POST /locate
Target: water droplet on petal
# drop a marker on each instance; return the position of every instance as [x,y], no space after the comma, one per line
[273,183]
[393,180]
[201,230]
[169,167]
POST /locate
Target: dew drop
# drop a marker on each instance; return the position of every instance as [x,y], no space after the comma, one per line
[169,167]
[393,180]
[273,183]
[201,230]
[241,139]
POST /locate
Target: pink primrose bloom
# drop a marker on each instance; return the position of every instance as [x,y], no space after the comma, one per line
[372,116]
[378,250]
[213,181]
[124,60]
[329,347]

• • • •

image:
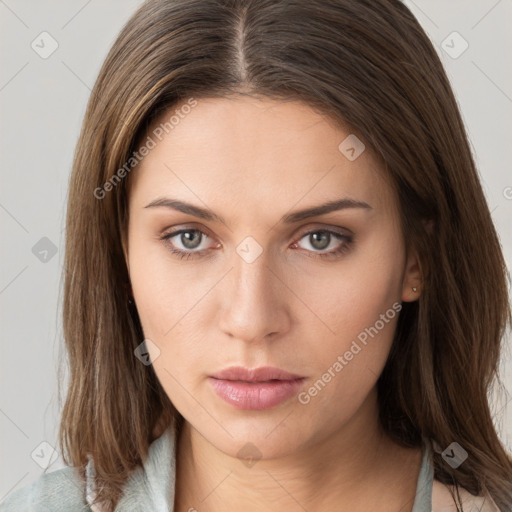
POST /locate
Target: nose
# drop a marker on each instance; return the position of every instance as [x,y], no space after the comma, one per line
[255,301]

• • • •

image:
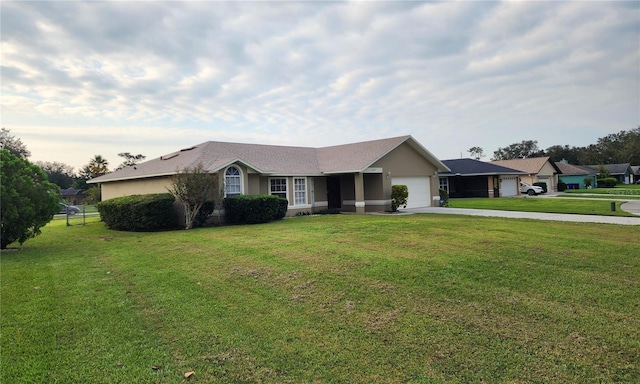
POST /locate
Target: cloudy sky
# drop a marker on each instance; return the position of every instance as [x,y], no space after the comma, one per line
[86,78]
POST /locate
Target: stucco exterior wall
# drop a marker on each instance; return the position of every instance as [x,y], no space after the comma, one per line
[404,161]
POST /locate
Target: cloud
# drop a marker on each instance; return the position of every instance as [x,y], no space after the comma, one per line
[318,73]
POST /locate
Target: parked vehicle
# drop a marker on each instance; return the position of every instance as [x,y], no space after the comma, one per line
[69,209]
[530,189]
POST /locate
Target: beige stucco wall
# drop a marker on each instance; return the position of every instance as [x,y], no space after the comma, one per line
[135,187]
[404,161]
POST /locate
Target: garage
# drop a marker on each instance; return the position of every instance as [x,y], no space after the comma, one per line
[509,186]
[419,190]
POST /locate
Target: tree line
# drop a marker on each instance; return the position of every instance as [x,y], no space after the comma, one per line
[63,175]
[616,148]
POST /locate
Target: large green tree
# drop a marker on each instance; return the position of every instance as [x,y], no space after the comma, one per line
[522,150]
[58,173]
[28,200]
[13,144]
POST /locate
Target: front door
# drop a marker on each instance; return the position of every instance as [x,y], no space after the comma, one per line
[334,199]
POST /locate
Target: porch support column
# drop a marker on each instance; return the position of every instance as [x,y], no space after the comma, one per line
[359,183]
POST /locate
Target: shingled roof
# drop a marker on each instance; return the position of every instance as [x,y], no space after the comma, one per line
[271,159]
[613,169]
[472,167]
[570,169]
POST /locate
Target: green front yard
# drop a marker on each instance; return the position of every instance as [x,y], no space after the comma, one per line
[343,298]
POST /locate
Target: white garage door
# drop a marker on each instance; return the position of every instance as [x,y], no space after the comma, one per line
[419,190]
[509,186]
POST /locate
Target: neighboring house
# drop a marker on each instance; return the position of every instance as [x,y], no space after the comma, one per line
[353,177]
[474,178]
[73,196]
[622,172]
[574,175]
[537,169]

• • • •

PROBLEM TO WORK ON – Copy out each line of the listing above that contains the string "tree"; case counts when matching.

RIGHT ANSWER –
Target: tree line
Target: large green tree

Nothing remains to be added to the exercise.